[swift-users] Using defer in Swift Playgrounds
Jordan Rose
jordan_rose at apple.com
Mon Aug 7 15:23:30 CDT 2017
Either way is fine. I suspect this is a bug with the transformation the Swift compiler performs when compiling for a playground, rather than with the machinery that goes with running the playground, but I haven’t looked into it.
Jordan
> On Aug 7, 2017, at 13:22, Joe DeCapo <snoogansbc at gmail.com> wrote:
>
> Since it's Playground bug, should I file it in Apple's bug reporter rather than Swift's?
>
>> On Aug 7, 2017, at 3:12 PM, Jordan Rose <jordan_rose at apple.com> wrote:
>>
>> I’d say that’s a bug! Mind filing it at https://bugs.swift.org ?
>>
>> Thanks,
>> Jordan
>>
>>> On Aug 4, 2017, at 12:41, Joe DeCapo via swift-users <swift-users at swift.org> wrote:
>>>
>>> Hi everyone,
>>>
>>> I'm not sure if there's a more appropriate place to ask this question, but I figured at the very least I could get pointed in the right direction. I've tried searching online and haven't been able to find anything addressing this.

# WHAT TO DO
A - In the Swift Playgrounds thread, where does Jordan Rose suspect the bug lies?
B - Write out the part of the Swift Playgrounds thread that opens with the words containing "[swift-users] Using defer" and closes with "rather than Swift's?".
The material is separate from the Swift Playgrounds thread.

# DATA
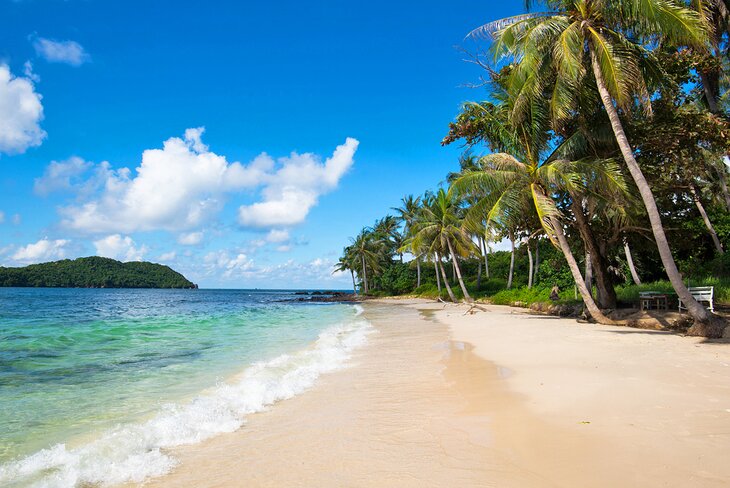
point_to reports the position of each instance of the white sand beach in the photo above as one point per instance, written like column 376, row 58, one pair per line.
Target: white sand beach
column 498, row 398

# TASK-BY-TASK RESULTS
A - In the transformation the Swift compiler performs when compiling for a playground.

B -
[swift-users] Using defer in Swift Playgrounds
Jordan Rose
jordan_rose at apple.com
Mon Aug 7 15:23:30 CDT 2017
Either way is fine. I suspect this is a bug with the transformation the Swift compiler performs when compiling for a playground, rather than with the machinery that goes with running the playground, but I haven’t looked into it.
Jordan
> On Aug 7, 2017, at 13:22, Joe DeCapo <snoogansbc at gmail.com> wrote:
>
> Since it's Playground bug, should I file it in Apple's bug reporter rather than Swift's?